## Begin

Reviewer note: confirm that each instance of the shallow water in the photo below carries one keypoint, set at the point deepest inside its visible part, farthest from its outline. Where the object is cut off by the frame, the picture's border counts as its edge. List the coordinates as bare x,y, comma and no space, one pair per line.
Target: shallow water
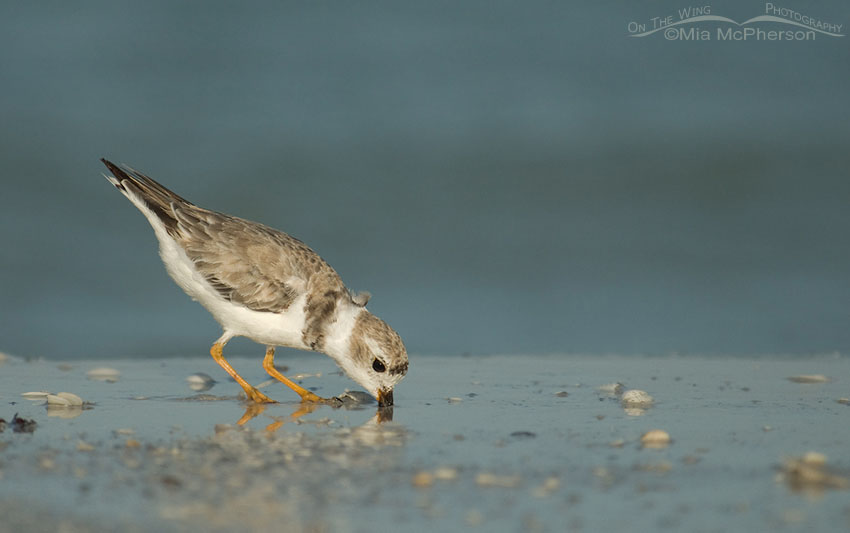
491,442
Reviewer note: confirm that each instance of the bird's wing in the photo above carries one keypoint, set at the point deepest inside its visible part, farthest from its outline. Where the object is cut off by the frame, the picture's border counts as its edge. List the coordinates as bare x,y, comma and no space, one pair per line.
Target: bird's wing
249,263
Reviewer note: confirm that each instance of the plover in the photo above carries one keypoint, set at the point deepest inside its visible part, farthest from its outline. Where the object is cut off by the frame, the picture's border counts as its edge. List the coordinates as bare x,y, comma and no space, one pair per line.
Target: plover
265,285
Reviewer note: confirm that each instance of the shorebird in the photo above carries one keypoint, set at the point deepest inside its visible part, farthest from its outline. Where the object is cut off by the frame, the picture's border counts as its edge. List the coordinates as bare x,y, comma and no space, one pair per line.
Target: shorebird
265,285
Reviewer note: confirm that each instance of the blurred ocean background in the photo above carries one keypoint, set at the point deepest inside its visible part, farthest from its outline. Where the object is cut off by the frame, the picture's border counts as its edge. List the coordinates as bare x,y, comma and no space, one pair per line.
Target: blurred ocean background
504,177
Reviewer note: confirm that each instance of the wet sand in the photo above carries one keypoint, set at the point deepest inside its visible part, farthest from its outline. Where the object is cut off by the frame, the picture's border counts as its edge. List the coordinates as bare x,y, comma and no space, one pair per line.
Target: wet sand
497,443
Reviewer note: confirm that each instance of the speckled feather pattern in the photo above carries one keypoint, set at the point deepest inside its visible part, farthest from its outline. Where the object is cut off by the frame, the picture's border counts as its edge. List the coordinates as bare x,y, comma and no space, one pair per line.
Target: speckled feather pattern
263,284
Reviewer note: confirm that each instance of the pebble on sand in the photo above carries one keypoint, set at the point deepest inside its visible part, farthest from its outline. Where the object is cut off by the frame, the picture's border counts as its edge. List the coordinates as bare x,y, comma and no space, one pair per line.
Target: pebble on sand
422,480
72,398
655,439
809,473
636,398
35,395
809,378
200,382
614,389
492,480
110,375
445,473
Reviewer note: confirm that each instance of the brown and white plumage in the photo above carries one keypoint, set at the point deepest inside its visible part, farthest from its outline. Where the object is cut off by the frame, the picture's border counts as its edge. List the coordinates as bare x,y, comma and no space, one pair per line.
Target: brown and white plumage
263,284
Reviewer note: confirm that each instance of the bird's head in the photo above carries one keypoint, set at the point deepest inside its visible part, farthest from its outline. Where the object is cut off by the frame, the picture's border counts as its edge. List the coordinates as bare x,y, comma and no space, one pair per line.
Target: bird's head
377,359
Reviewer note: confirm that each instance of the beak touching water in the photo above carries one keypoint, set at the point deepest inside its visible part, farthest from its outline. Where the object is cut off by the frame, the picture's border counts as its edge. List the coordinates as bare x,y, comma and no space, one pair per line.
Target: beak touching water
385,398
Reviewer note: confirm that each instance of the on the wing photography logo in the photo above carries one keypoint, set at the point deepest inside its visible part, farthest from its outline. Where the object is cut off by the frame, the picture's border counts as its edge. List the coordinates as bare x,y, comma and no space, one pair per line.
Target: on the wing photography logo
700,23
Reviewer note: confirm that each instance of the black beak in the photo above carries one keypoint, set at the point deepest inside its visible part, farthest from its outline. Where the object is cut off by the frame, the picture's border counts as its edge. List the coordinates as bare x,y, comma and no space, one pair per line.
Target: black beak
385,398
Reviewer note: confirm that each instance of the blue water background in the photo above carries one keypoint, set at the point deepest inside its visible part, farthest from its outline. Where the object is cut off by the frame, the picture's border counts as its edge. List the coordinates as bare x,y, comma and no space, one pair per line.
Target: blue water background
504,177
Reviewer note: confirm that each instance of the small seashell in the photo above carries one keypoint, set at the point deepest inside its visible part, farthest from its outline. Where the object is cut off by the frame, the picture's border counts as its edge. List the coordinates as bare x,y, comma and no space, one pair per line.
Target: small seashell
655,439
72,398
813,459
200,382
636,398
35,395
422,480
809,378
356,397
614,389
445,473
109,375
492,480
53,399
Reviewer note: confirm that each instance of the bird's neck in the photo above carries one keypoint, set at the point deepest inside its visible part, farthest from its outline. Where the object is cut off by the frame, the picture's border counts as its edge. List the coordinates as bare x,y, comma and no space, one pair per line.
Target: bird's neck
339,330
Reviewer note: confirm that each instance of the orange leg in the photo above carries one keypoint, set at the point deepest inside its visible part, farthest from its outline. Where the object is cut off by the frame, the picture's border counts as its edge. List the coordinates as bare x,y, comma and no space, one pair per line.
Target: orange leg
253,393
268,364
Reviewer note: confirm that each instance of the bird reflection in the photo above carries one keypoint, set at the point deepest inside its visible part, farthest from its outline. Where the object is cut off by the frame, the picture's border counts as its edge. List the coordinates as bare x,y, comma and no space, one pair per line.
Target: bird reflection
253,410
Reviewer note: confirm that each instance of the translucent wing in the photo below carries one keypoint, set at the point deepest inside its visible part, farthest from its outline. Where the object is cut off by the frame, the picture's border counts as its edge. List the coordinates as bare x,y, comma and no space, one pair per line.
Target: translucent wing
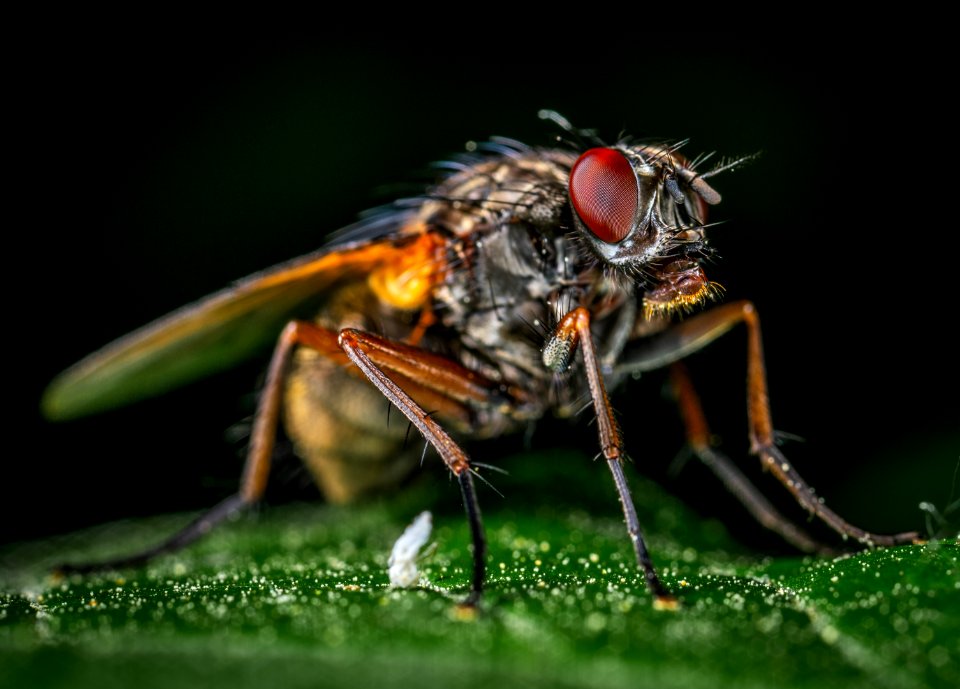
227,327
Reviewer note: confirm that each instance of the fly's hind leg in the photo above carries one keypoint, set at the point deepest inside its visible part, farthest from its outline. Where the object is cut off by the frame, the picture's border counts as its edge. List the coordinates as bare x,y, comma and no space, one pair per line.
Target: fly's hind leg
255,473
447,385
693,334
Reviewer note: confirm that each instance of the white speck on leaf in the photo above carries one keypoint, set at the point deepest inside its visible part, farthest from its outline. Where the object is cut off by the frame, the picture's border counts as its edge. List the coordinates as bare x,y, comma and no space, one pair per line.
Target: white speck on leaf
403,560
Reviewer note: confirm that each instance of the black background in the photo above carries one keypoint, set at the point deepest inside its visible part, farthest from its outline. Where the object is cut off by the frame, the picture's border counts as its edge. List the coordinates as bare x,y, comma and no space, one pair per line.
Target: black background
152,172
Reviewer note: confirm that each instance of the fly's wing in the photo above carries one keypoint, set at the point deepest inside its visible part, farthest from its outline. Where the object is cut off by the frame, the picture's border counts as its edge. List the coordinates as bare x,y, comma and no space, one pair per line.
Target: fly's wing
227,327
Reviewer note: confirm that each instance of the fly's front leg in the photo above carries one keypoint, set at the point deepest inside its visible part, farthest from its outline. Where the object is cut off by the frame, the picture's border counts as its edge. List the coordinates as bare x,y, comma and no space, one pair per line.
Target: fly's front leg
691,335
698,437
574,329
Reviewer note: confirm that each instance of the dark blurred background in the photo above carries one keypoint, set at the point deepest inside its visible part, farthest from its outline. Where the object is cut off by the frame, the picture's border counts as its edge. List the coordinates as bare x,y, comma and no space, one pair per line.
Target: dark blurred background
153,172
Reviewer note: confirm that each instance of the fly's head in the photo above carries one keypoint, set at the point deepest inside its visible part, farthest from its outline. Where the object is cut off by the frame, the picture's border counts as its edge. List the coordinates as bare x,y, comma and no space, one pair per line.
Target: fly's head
641,210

## End

▶ [Short exercise]
Your task is to transcribe all of the records precisely, with no images included.

▶ [Output]
Reviewer note: confirm that each instance of the shallow water in the photo below carries one keypoint, set at the point deepest inside its visible part, farthest from its outline. Where the object is cut off by the frame, the picture's border counts as its edge. List the coordinates as bare x,y, comma and no space, one pair per line.
Target: shallow water
491,442
Reviewer note: confirm that each instance of the bird's wing in the photo above carries one keypoint, set at the point deepest inside its visible part, farthest from its outline. Where the object is cut off by the frame, the picture's border counts as its edge. List the coordinates as bare x,y, comma and no space, one pair per line.
Target: bird's wing
249,263
Reviewer note: confirm that each instance of the plover in the photo above carries one keypoint, set at the point deepest inside its visible part, farthest from its outline. Where the object is cut off by the frame, the picture's border counts as its edge. List the coordinates as bare x,y, comma and no space, one pair per line.
Target: plover
265,285
Reviewer note: confirm that each instance of the shorebird in the photo above carries one keypoint, set at the point deepest inside its visible part, farthest from its outline. Where the object is cut off by the frame, the picture's border counts as its edge. List the coordinates as bare x,y, comma and no space, one pair per line.
Target: shorebird
265,285
Reviewer note: confirm that each instance of the blurred ocean background in the photo above carries one keypoint, set at the point deepest inside its visible part, farthest from its outline. Where the object is cut off by the frame, the picture's border counts as its edge. List the coordinates as bare x,y, comma and no space, one pair per line.
Target: blurred ocean background
504,177
Reviewer note: confirm that each instance of the wet sand in the photo above carries one keypoint, set at the point deepest inside its visible part, farthest from its outline. Where the object is cut off by the frame, the picture's border counts as its edge. List the coordinates as bare x,y, comma and no space, one pair per line.
Target: wet sand
497,443
Reviewer note: confirm that each instance of the speckled feather pattern in the photo above carries one keypoint, set at the point deepest inside its visible part, farthest from its outline. Where the object is cut off by the frame, the picture's border counts as its edge. List the coordinates as bare x,y, comma and no space, one pair per line.
Target: speckled feather pattern
263,284
Reviewer note: confirm that each instance of the pebble on sand in the photo above carries one keypoint, set at the point deepest inside its visible part, farthest from its outline. Where the object is cut off by the frame, the picture's border counts as its edge. List the coordinates as bare x,y, comma and no space, one pair per line.
Target: pebble on sand
422,480
72,398
655,439
809,473
636,398
35,395
809,378
200,382
614,389
492,480
110,375
445,473
Reviewer note: confirm that each instance of the brown and white plumage in the photo above carries one keypoint, set at the point deepest inside its visible part, farthest from its outline. Where the object is cut off by the frame, the picture's border counts as its edge. List the coordinates as bare x,y, comma and no space, one pair per line.
Target: brown and white plumage
263,284
Reviewer note: confirm that each instance of the bird's head in the photo above carries one keypoint, set at the point deepest inside its visible part, farthest from its outline. Where the object is cut off by the frame, the picture's border counts as its edge. List the coordinates as bare x,y, comma and no space, one pair per line.
Target: bird's head
377,359
Reviewer note: confirm that each instance of the beak touching water in the photo above carries one keypoint, set at the point deepest inside its visible part, farthest from its outline. Where the object is cut off by the frame, the picture's border counts as its edge. List the coordinates as bare x,y, comma and no space, one pair per line.
Target: beak touching water
385,398
Reviewer note: confirm that each instance of the on the wing photography logo in the photo above carries one keypoint, set at the point deepest inside its visible part, farthest from its outline. Where the object is cut off by the frame, the picture's border counts as its edge. List the coordinates as bare x,y, comma and no space, one pair per line.
Target: on the wing photography logo
700,23
Reviewer note: confirm that each instance of the black beak in the photo above carries one keypoint, set at the point deepest inside its visible part, farthest from its outline. Where the object is cut off by the frame, the picture's border counts as its edge. List the coordinates as bare x,y, comma and no space, one pair per line.
Target: black beak
385,398
Reviewer note: confirm that each instance of the blue water background in the photo above carries one keypoint, set at the point deepest inside its visible part, farthest from its outline. Where the object is cut off by the frame, the picture's border counts as its edge. List the coordinates as bare x,y, comma and no space, one pair per line.
Target: blue water background
504,177
Reviewer note: confirm that each instance of the small seashell in the photo above carries one keypoint, set at the point deepest inside its visible part, farthest from its outline. Where the object is cut off by the frame, the picture's border counts as its edge. List the coordinates as bare x,y, comma and no space, one pair per line.
Target: small seashell
655,439
72,398
813,459
200,382
636,398
35,395
422,480
809,378
356,397
614,389
445,473
109,375
492,480
53,399
Reviewer note: confirm that each instance of the bird's neck in the photo above carries one keypoint, set at the point deepest inside its visible part, farthest from its outline. Where the object is cut off by the frame, the picture's border counts as its edge. List the coordinates as bare x,y, comma and no space, one pair per line.
Target: bird's neck
339,330
Reviewer note: confirm that each instance of the orange leg in the photo above carries one keypoint, set at the point deepest inside its visible part, farthest from its outline. Where the object is cut off by the frame, the picture's border counts as its edge. List the coordinates as bare x,y, comma and no space, one pair per line.
Target: orange leg
253,393
268,364
Reviewer note: confirm that each instance of the bird reflection in the photo above carries one keypoint, set at the point deepest inside its visible part, farthest from its outline. Where the object is cut off by the frame, the picture's border counts as its edge. List the coordinates as bare x,y, comma and no space, one pair per line.
Target: bird reflection
253,410
Reviewer note: confirm that each instance of the translucent wing in the photo below carries one keypoint, set at the point deepest inside its visible part, farthest from its outline. Where the object is cut off by the frame, the picture's border counts as its edge. List the coordinates as bare x,y, comma and no space, one pair per line.
Target: translucent wing
227,327
Reviewer note: confirm that each instance of the fly's hind leg in the photo above carries one keypoint, set at the point deepest inside its visible part, farthest from its outline. Where the object is cut off by the frame, the picture's border counts as its edge. List the coordinates as bare x,y, comma and no space, one pair per line.
Target: fly's hind leg
255,473
447,385
693,334
Reviewer note: confirm that each instance of the white speck on leaf in the photo above carries one keypoint, set at the point deepest inside its visible part, farthest from its outline. Where the object is cut off by the frame, the picture's border counts as its edge. List the coordinates as bare x,y, comma and no space, one pair per line.
Target: white speck on leaf
403,560
Reviewer note: confirm that each instance of the black background in the photo above carries one keypoint, set at the point deepest inside its visible part, farthest from its outline. Where the object is cut off by the frame, the picture's border counts as its edge. List the coordinates as bare x,y, comma and no space, one pair per line.
Target: black background
152,172
Reviewer note: confirm that each instance of the fly's wing in the photo above carries one keypoint, set at the point deepest inside its visible part, farthest from its outline. Where the object is cut off by the frame, the picture's border counts as its edge. List the coordinates as bare x,y, comma and no space, one pair per line.
Target: fly's wing
227,327
Reviewer note: confirm that each instance of the fly's front leg in the photo above carries one keypoint, set at the point deepest inside its visible part, farthest from its outline. Where the object is cut off by the frame, the picture's border counts as its edge. List the coordinates as bare x,y, comma and no space, one pair per line.
Target: fly's front leg
691,335
698,437
574,329
Reviewer note: confirm that each instance of the dark blurred background in the photo above carries one keypoint, set at the point deepest inside its visible part, farthest from its outline. Where the object is cut off by the frame, the picture's border counts as its edge. List the coordinates as bare x,y, comma and no space, one pair per line.
Target: dark blurred background
153,172
Reviewer note: confirm that each instance of the fly's head in the photo above carries one keypoint, set at the point deepest inside its visible part, farthest from its outline. Where the object is cut off by the frame, the picture's border counts as its edge. List the coordinates as bare x,y, comma and no space, one pair per line.
Target: fly's head
641,210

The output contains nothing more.